**TEXTO FORNECIDO**
════

Filha única de Alice Pereira Guimarães e de Vitorino Máximo de Carvalho Guimarães, formou-se para a vida sob a estimulante influência da avó materna e do pai que transmitiu à filha os valores da liberdade, da independência, do espírito crítico e da cidadania activa. Este, republicano convicto e amigo pessoal de Afonso Costa, desempenhou funções de elevada importância política na 1ª República, tendo sido posteriormente perseguido e deportado para os Açores e Cabo Verde pelo regime ditatorial instaurado em 28 de Maio de 1926.
Já em criança, Elina Guimarães havia revelado um sentido de igualdade e de justiça social que a levaria mais tarde para o movimento feminista. Com apenas oito anos de idade, ao folhear uma revista ficou intrigada com a luta das sufragistas aí noticiada. Como não podia perguntar à sua mãe que a aconselharia a preocupar-se apenas com as brincadeiras «próprias das meninas», esperou que o seu pai chegasse, tendo-se estabelecido entre pai e filha o diálogo que reproduzimos. «Pai: Elas são muito corajosas, querem que as mulheres tenham os direitos de trabalhar e de estudar como os homens.» Elina: «Então as meninas não estudam como os meninos?». Pai: «Não costumam estudar mas tu, se quiseres, estudas.» Elina: «Quero. Para depois ser como elas.»6 E foi uma valorosa e destacada feminista!

════

**INSTRUÇÕES**
• a. Segundo o texto sobre Elina Guimarães, para onde foi deportado o seu pai pelo regime ditatorial?
• b. Transcreva palavra por palavra o trecho do texto sobre Elina Guimarães que começa em "Já em criança, Elina" e segue até "e destacada feminista!".
• c. Prossiga o texto sobre Elina Guimarães a partir do ponto em que termina.

Excertos de dados sobre apontar objetos:
════

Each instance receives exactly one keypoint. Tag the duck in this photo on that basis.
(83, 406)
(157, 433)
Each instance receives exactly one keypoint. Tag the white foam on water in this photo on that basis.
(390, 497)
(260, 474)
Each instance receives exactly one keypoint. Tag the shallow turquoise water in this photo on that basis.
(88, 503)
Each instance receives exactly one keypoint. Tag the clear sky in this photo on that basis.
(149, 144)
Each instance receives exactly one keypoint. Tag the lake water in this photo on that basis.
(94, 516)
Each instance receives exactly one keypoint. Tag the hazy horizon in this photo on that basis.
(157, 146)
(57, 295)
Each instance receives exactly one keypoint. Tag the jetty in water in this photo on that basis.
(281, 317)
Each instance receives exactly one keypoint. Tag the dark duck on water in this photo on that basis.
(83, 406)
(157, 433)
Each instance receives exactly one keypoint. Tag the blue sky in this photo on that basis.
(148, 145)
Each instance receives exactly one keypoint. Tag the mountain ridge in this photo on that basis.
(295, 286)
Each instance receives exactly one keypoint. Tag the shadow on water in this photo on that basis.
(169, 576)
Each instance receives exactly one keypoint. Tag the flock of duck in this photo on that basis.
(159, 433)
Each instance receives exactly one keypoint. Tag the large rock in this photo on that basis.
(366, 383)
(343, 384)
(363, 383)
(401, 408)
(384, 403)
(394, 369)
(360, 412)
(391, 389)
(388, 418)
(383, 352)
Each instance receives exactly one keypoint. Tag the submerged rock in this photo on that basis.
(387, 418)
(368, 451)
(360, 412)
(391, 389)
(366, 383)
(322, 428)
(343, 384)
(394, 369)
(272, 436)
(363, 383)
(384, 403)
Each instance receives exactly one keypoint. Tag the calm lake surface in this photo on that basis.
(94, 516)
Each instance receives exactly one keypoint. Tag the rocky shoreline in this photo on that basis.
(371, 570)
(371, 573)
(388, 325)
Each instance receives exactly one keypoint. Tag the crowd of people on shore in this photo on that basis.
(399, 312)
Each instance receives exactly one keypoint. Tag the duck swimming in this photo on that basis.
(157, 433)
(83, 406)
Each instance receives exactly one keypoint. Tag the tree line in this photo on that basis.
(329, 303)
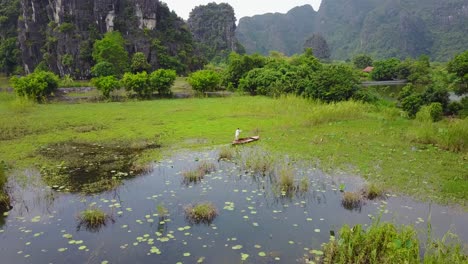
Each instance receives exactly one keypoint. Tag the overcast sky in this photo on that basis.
(242, 7)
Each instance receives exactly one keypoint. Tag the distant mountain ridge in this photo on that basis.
(387, 28)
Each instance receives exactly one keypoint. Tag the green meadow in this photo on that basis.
(377, 142)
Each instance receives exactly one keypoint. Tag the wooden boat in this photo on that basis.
(245, 140)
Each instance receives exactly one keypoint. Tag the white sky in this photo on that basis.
(242, 7)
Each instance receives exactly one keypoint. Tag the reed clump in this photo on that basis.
(93, 218)
(199, 173)
(380, 243)
(372, 191)
(226, 153)
(351, 200)
(201, 213)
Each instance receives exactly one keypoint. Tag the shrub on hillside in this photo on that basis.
(162, 81)
(103, 69)
(37, 85)
(204, 80)
(386, 70)
(106, 85)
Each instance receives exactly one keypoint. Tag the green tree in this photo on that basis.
(319, 46)
(37, 85)
(140, 63)
(459, 67)
(138, 83)
(238, 66)
(333, 83)
(106, 84)
(204, 80)
(362, 61)
(103, 69)
(385, 70)
(260, 81)
(162, 80)
(111, 49)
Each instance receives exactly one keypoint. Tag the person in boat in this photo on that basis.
(237, 134)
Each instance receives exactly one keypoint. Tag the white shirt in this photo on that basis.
(238, 133)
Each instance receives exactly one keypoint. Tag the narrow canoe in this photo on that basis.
(245, 140)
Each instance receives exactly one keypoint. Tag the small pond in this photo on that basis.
(253, 219)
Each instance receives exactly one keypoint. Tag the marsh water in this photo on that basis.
(253, 219)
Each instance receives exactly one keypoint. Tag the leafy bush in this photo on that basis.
(260, 81)
(333, 83)
(138, 83)
(238, 66)
(139, 62)
(385, 70)
(106, 85)
(162, 80)
(111, 49)
(411, 104)
(459, 67)
(366, 95)
(103, 69)
(432, 112)
(204, 80)
(454, 108)
(435, 94)
(361, 61)
(37, 85)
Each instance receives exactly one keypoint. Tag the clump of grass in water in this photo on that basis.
(93, 219)
(4, 196)
(199, 173)
(386, 243)
(162, 210)
(258, 161)
(372, 191)
(304, 184)
(93, 167)
(286, 179)
(226, 153)
(380, 243)
(351, 200)
(201, 213)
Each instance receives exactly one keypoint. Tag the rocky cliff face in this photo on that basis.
(59, 34)
(286, 33)
(214, 26)
(384, 28)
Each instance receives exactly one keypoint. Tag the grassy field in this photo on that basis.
(375, 142)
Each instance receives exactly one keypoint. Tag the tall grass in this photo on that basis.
(380, 243)
(450, 135)
(387, 243)
(199, 173)
(201, 213)
(226, 153)
(4, 196)
(311, 113)
(93, 219)
(286, 178)
(258, 161)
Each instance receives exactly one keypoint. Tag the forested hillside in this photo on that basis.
(59, 35)
(389, 28)
(213, 26)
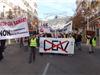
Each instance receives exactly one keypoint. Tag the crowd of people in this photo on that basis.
(33, 43)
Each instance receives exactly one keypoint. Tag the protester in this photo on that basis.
(2, 47)
(33, 45)
(92, 44)
(78, 41)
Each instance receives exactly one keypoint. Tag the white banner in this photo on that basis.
(13, 28)
(68, 27)
(57, 45)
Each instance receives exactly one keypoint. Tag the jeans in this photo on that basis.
(32, 54)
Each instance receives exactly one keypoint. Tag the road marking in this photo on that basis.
(46, 69)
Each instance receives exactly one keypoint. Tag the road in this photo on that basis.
(81, 63)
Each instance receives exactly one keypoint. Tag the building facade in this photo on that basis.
(89, 10)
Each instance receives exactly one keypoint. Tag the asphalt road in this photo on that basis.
(81, 63)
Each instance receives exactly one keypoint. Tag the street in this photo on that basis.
(81, 63)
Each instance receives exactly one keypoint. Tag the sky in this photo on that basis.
(51, 8)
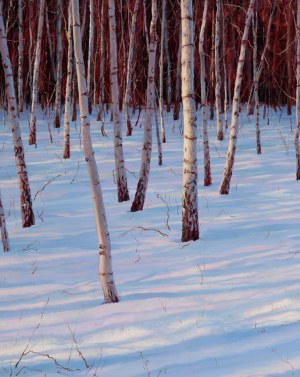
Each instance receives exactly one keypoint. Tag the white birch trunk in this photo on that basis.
(225, 185)
(206, 154)
(121, 178)
(24, 187)
(91, 55)
(34, 101)
(161, 71)
(130, 68)
(20, 57)
(68, 100)
(220, 135)
(296, 139)
(4, 233)
(105, 266)
(57, 106)
(139, 200)
(190, 223)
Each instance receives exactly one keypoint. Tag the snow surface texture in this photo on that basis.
(226, 305)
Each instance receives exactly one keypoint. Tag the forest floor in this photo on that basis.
(226, 305)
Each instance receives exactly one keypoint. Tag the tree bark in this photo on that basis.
(225, 185)
(190, 223)
(57, 107)
(34, 102)
(206, 154)
(105, 266)
(24, 187)
(220, 135)
(121, 178)
(130, 69)
(139, 200)
(68, 100)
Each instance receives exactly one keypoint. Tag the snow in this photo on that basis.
(226, 305)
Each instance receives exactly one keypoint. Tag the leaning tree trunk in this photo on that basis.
(32, 135)
(161, 71)
(3, 230)
(105, 266)
(139, 200)
(121, 178)
(130, 69)
(57, 106)
(206, 154)
(225, 185)
(20, 57)
(220, 135)
(25, 195)
(68, 100)
(190, 223)
(296, 140)
(91, 55)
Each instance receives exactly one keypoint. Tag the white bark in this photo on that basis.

════

**RESULTADOS**
• a. Para os Açores e Cabo Verde.

• b.
Já em criança, Elina Guimarães havia revelado um sentido de igualdade e de justiça social que a levaria mais tarde para o movimento feminista. Com apenas oito anos de idade, ao folhear uma revista ficou intrigada com a luta das sufragistas aí noticiada. Como não podia perguntar à sua mãe que a aconselharia a preocupar-se apenas com as brincadeiras «próprias das meninas», esperou que o seu pai chegasse, tendo-se estabelecido entre pai e filha o diálogo que reproduzimos. «Pai: Elas são muito corajosas, querem que as mulheres tenham os direitos de trabalhar e de estudar como os homens.» Elina: «Então as meninas não estudam como os meninos?». Pai: «Não costumam estudar mas tu, se quiseres, estudas.» Elina: «Quero. Para depois ser como elas.»6 E foi uma valorosa e destacada feminista!

• c.
O episódio que se relata de seguida salienta bem este espírito indomável, quando o respeito, a igualdade e a dignidade eram postos em causa e vilipendiados. Muito jovem ainda, Elina Guimarães recusou recitar um pequeno poema a ela dedicado, de Júlio Dantas, amigo da família Guimarães, pelo facto de este, intitulando-se “A minha Boneca”, ter um pendor marcadamente misógino, como atesta a estrofe seguinte:
Só uma coisa me contrista
Quando lhe vou dar lição
Diz que quer ser sufragista
E andar de saia-calção.7
Anos depois, vai ser um artigo despudoradamente sexista do mesmo Júlio Dantas, intitulado «O Terceiro Sexo», em que este se referia sarcasticamente às mulheres que estudavam e pensavam, que a vai fazer emergir para o feminismo. É digna de antologia a sua resposta no jornal Vida Académica, a este senhor que, em 1922, no seu estupidificante texto de acentuado fervor machista intitulado «A Arte de Amar» tratava insultuosamente as mulheres: «não há felicidade no casamento quando a mulher não reconhece a superioridade do marido».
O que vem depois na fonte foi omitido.